Available data:
<<<<

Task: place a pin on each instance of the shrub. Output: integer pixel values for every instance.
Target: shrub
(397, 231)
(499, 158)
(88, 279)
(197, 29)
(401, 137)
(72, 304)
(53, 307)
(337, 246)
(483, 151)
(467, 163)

>>>>
<<<<

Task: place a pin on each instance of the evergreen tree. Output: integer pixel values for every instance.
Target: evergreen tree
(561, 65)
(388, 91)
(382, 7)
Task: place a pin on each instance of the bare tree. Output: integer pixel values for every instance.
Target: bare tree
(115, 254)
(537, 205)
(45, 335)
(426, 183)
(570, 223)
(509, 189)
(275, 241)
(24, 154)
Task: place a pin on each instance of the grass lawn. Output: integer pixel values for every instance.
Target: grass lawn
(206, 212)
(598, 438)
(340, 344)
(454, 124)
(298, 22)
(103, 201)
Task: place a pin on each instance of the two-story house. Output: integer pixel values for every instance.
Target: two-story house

>>>>
<<<<

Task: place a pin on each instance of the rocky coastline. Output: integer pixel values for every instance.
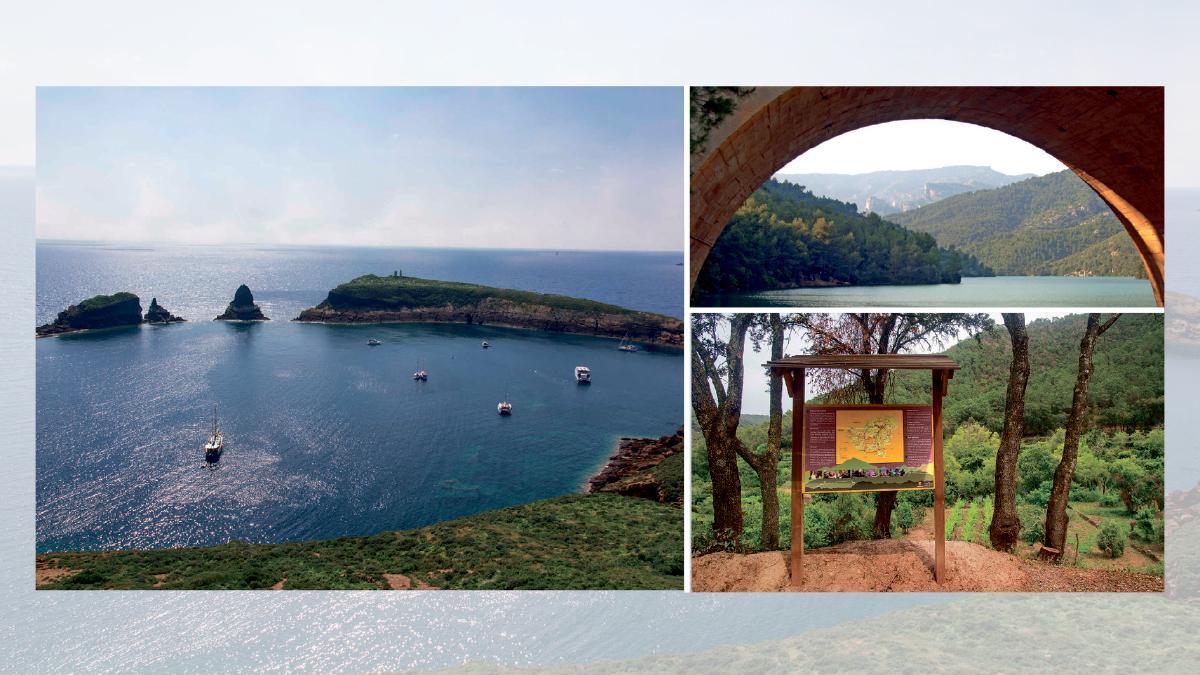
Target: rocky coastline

>>>>

Assignment:
All lines of the material that contain the word "house" should be listed.

Response to the task:
Task: place a pin on each instance of the two-story house. Output: integer pixel values for every instance.
Target: two-story house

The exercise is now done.